### STUDY TEXT:
24 8.22: "Day 8: 1PM - 2PM"

At this point, it feels like the producers and writers made a conscious decision to polarize the audience, as if recognizing that most of the season had lulled the remaining fans into something of a hazy stupor. If nothing else, Jack's decision to embark on a suicidal killing spree has definitely gotten the attention of the viewership.


While one would hardly want to justify the current direction taken with the character, there may be some method to the madness. (And in keeping with the track record of the writing staff, it could very well be unintentional.) If one of the questions since the first season has always been where to draw the line between the demands of service to one's country and unjustifiable violence, then the writers have concocted a scenario where the audience is actively asking and answering that question.


For example, ever since the murder of Renee Walker, fans have debated Jack's single-minded vendetta and whether or not it fits the character's ethical history. While a large majority of the fans appear to object to the notion of Jack Bauer pursuing personal vengeance over justice, there have been many passionate defenders.


It's going to be interesting to see if this episode changes anyone's mind. Certainly there is plenty of evidence to support the notion that Jack has gone completely off the rails, far beyond anything he has done in the past. While it's true that Jack has been spectacularly creative with his interrogation and self-defense techniques, his methods have seldom exceeded the needs of the moment.


And it should be admitted that Jack has, on several occasions, allowed personal feelings to influence his actions. Yet it should be equally noted that his actions, even then, were bounded by his sense of duty. For example, while one could argue that Jack ultimately killed Nina Myers under questionable circumstances, it was something that came up in the course of a larger crisis. Jack was not single-mindedly chasing down Nina in the days after Teri's death.


In the last few episodes, one could have made the argument that Jack was serving two purposes by murdering Dana and Pavel: exacting revenge while also retrieving the evidence necessary to ensure the right people were brought to justice. In fact, that argument has been made, even if many were unconvinced. But that stopped being true as soon as Jack handed the evidence over to Meredith Reed, yet still insisted on continuing with his search for vengeance.

### DATASET:
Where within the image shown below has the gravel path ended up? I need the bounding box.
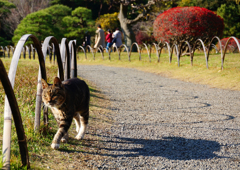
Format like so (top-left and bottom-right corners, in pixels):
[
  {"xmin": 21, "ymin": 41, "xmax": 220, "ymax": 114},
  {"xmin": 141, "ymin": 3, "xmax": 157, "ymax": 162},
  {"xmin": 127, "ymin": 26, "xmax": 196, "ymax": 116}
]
[{"xmin": 78, "ymin": 65, "xmax": 240, "ymax": 170}]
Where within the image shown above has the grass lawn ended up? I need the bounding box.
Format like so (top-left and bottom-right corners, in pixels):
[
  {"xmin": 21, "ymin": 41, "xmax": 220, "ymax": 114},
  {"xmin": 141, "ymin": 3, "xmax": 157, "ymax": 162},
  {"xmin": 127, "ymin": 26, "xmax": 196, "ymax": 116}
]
[{"xmin": 0, "ymin": 58, "xmax": 109, "ymax": 169}]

### QUESTIONS ON THE MATERIAL:
a – According to the episode review, why did the argument that Jack was serving two purposes stop being true?
b – List every character mentioned by name in the episode review.
c – Carry on the episode review from its final sentence.
The records come from a different source than the text.

### LIST OF ANSWERS:
a – The argument held that by killing Dana and Pavel, Jack was both taking revenge and retrieving the evidence needed to bring the right people to justice. It stopped being true once Jack handed the evidence over to Meredith Reed but still insisted on continuing his search for vengeance.

b – Jack Bauer, Renee Walker, Nina Myers, Teri, Dana, Pavel, Meredith Reed

c –
Nothing that Jack does in this episode is devoted to the cause of justice, unless one is speaking in the Old Testament sense. It would appear that everyone involved in the production is aware of this fact, because they ensure that Jack looks as terrifying as possible during the abduction of Charles Logan. Sure, he let the Secret Service personnel live, but as Cole says, that's not really enough to vindicate Jack's actions.


Of course, that also comes before Jack's brutal slaughter of the Russian delegate and his bodyguards. It seems like the only people who survive are the ones necessary to keep the plot balls rolling. But that's just the usual brand of convenient writing on "24", so it's hardly unexpected. Jack's decision to eviscerate Pavel and then kill the delegate by impaling him with a fire poker is way beyond his usual clinical techniques.


And if anything, this continues to prove the point that so many fans have been making. Why would this particular incident break Jack so badly that he would lose his humanity and care nothing for his own survival? He's been betrayed by presidents before, he's lost loved ones before, and while he's been willing to die for his cause, he's never actively sought death. Along with the level of violence, it's all part of the conclusion that the writers are forcing what seems to be a disproportionate response.


Events have spiraled so far out of control that it's hard to imagine how the writers could have Jack come out of this with any hope for the future. Then again, it's already been said that the "24" film franchise would stand on its own, completely aside from the continuity of the series. If that's the case, it's entirely possible that they would have Jack die, ending his story with one final tragic meltdown.


It wouldn't be the ending the fans have been waiting for, but it might just be the only ending the writers have left themselves.